:: Given task ::
Extract each line from the entries below that contains the string "form", copying every matching line in full.

# START OF Task input

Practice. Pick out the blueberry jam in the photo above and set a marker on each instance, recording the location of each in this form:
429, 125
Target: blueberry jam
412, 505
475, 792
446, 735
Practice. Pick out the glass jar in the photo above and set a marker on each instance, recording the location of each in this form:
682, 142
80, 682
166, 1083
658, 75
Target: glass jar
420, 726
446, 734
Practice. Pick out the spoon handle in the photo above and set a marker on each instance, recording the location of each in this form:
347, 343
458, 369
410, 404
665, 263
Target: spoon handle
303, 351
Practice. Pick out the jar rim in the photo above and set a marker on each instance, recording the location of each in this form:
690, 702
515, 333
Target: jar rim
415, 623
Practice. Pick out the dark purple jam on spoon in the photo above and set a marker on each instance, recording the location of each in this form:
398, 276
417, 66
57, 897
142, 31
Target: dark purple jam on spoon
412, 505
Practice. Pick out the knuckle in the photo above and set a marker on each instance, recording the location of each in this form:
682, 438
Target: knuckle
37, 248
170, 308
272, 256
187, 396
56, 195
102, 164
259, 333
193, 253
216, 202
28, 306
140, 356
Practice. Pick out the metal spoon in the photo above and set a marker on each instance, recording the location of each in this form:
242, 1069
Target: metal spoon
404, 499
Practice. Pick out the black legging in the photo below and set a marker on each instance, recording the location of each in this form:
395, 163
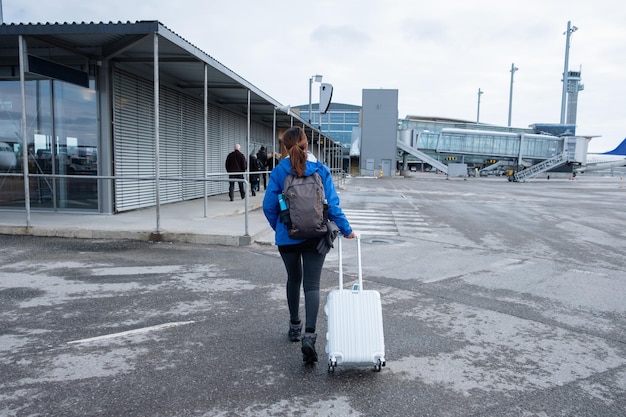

# END OF Task input

:: Response ::
Practice. Pick out the blueberry jam in the photo above and set a marker on each instance, recording the location of each in this form:
Practice. Pick out the glass jar in the photo above and set a marker on each instance, recording the location of each in this form:
Practice. Pick out the spoon handle in the photo above and set a marker on each instance, recording the location of each in this form:
Practice. Pick out the jar rim in the photo above and set a marker on each instance, recording the location of each in this form:
Practice. Pick out the dark purple jam on spoon in the photo above and set a marker on each instance, recording the location of each in this form:
Practice. Pick out the knuckle in the photo above and set a marker on each instance, recording the location of each in this form:
Practice. Pick out the metal spoon in the photo above and set a marker on each instance, recording the location of each in this form:
Practice. Pick out the black legging in the photo below and set a marker on each instance, recording the location of each in this form:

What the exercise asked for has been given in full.